• _Supplied information_
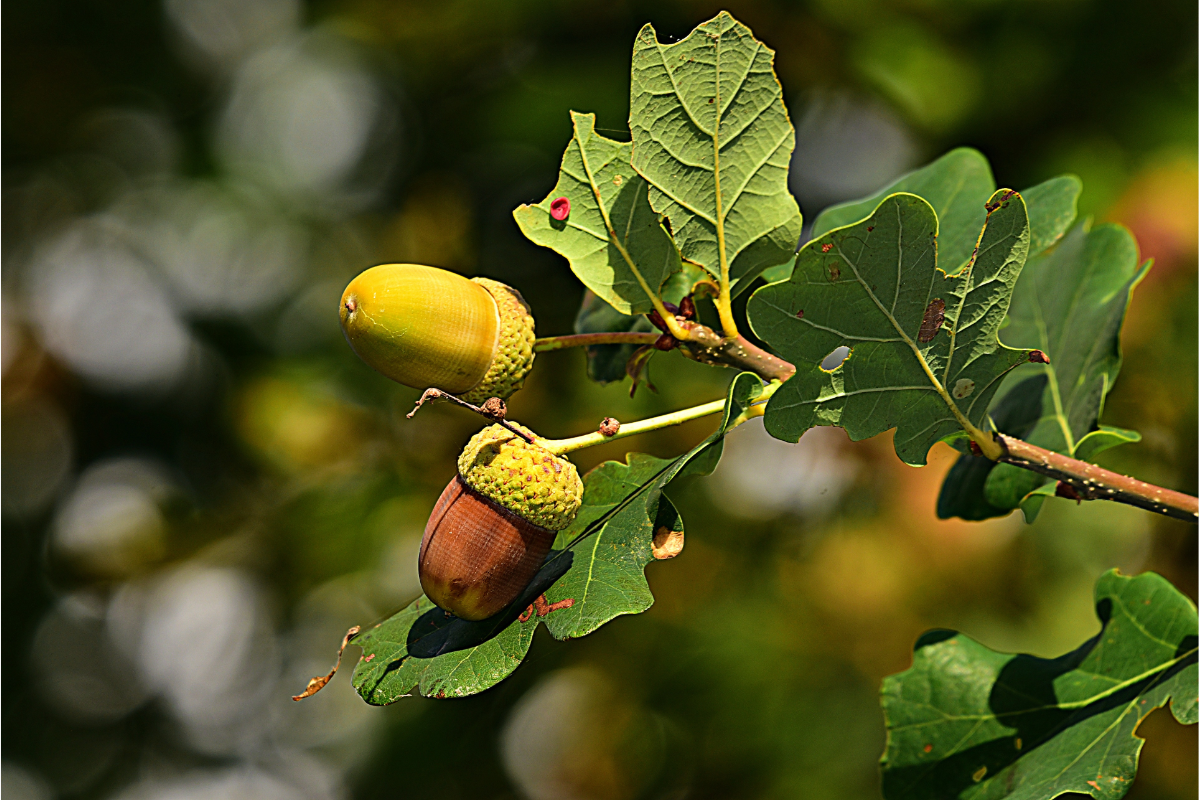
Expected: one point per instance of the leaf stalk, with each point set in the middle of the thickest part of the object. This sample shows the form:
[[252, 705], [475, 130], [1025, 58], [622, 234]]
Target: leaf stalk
[[561, 446], [591, 340]]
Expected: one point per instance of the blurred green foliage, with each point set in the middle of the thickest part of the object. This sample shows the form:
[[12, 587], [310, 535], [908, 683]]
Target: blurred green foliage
[[203, 487]]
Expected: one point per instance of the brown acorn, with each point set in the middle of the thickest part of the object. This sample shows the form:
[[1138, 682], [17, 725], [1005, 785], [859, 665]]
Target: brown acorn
[[495, 523]]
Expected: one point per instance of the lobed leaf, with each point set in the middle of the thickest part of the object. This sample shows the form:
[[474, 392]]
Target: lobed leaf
[[615, 242], [972, 723], [958, 186], [607, 578], [1071, 304], [713, 139], [597, 575], [923, 344]]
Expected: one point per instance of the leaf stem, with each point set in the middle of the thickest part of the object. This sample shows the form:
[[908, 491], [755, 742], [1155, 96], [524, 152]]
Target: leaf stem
[[1092, 482], [588, 340], [561, 446]]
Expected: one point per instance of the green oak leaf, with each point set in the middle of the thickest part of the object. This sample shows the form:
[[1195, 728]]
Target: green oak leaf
[[972, 723], [713, 139], [1053, 206], [958, 185], [1069, 302], [615, 242], [919, 340], [388, 669], [597, 576], [607, 577]]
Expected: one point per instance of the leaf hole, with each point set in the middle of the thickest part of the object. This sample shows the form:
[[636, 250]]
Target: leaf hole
[[835, 359]]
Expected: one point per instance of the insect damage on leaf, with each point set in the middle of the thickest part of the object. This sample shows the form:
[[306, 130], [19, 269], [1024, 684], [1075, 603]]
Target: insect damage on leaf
[[935, 313], [319, 681], [927, 354], [969, 721]]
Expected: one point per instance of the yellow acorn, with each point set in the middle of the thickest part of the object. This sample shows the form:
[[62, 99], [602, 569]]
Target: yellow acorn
[[430, 328], [493, 524]]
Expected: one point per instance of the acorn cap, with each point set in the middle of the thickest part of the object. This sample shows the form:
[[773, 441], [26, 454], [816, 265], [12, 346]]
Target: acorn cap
[[514, 352], [526, 479], [429, 328]]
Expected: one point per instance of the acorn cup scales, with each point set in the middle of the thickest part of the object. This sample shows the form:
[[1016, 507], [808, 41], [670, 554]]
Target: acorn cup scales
[[495, 523], [429, 328]]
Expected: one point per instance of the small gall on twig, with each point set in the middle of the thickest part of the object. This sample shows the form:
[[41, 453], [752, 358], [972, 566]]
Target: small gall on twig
[[490, 411], [495, 408], [1065, 489], [319, 681]]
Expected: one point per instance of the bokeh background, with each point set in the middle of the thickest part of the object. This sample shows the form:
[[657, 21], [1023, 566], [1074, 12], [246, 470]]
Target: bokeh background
[[203, 487]]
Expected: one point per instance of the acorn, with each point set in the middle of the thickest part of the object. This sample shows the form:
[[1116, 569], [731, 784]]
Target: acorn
[[493, 524], [429, 328]]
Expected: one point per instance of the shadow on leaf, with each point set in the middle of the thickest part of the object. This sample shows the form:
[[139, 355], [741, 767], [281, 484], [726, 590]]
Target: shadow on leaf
[[437, 632]]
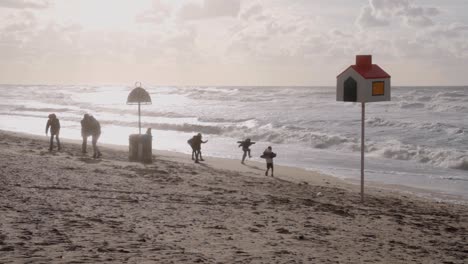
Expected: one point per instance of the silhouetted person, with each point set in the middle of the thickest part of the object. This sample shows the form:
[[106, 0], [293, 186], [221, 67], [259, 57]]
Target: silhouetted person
[[54, 124], [90, 127], [196, 146], [268, 155], [190, 142], [246, 148]]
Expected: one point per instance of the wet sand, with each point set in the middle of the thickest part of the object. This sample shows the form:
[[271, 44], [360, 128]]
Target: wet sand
[[63, 207]]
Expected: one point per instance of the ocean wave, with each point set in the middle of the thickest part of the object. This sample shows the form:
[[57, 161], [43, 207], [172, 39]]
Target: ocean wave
[[42, 109], [447, 158]]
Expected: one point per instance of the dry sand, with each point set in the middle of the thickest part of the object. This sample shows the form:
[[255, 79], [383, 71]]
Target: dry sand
[[62, 207]]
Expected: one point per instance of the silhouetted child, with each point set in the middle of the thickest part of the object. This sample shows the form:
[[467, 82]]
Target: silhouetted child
[[54, 125], [268, 155], [90, 127], [196, 147], [246, 148]]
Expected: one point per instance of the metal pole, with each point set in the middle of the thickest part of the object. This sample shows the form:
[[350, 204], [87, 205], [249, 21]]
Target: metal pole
[[139, 118], [363, 116]]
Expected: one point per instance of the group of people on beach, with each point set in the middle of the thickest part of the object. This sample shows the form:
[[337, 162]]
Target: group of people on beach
[[196, 141], [89, 127]]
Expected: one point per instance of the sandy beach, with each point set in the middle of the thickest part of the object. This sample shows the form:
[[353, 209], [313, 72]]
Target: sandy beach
[[63, 207]]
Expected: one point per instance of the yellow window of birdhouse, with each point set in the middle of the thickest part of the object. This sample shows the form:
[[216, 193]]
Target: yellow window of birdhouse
[[378, 88]]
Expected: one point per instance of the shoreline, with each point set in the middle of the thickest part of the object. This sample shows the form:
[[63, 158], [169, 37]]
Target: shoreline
[[62, 206], [301, 175]]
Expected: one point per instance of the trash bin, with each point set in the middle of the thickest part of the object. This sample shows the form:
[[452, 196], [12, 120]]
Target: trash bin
[[140, 148]]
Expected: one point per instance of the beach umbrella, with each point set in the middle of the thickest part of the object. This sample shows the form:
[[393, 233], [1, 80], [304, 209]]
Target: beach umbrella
[[139, 96]]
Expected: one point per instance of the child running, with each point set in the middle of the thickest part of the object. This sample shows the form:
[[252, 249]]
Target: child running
[[268, 155]]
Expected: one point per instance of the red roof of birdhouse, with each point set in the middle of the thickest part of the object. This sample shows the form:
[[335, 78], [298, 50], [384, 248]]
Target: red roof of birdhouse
[[366, 69]]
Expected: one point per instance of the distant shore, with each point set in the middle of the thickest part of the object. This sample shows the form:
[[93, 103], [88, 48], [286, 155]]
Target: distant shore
[[60, 207]]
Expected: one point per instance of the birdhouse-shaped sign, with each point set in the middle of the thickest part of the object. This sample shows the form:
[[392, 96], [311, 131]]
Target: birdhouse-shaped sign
[[363, 82]]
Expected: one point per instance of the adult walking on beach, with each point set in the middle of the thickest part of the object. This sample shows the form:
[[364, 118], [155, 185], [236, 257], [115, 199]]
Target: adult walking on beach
[[268, 155], [54, 124], [196, 146], [245, 148], [90, 127]]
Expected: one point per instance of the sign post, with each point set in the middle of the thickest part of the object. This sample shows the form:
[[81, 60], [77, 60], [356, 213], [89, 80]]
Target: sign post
[[363, 82]]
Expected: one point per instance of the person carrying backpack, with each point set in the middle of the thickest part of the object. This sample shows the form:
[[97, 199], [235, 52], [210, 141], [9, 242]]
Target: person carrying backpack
[[54, 124], [268, 155]]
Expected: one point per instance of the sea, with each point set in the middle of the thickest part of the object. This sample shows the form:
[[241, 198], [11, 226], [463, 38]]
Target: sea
[[418, 140]]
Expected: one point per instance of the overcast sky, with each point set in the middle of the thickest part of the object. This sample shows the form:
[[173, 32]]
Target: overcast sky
[[230, 42]]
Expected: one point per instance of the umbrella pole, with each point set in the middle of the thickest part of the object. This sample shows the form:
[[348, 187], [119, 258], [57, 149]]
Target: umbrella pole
[[139, 118]]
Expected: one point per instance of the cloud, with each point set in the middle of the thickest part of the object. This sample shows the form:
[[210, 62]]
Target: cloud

• _What is expected_
Rewrite the records starting at the line that contains "Expected: one point per instance of the lobed" and ending after the line that contains "575], [923, 344]]", requests included. Add -39 to every coordinate in the answers, and leave the requests and their sample coordinates unchanged.

• _Exercise response_
Expected: one point per instance of the lobed leaf, with each point set in the middle of the thickest part of the object. This sample shows the form:
[[474, 392]]
Target: lobed leaf
[[576, 203], [933, 684], [919, 147], [568, 539], [1032, 265], [674, 100], [558, 536], [884, 305]]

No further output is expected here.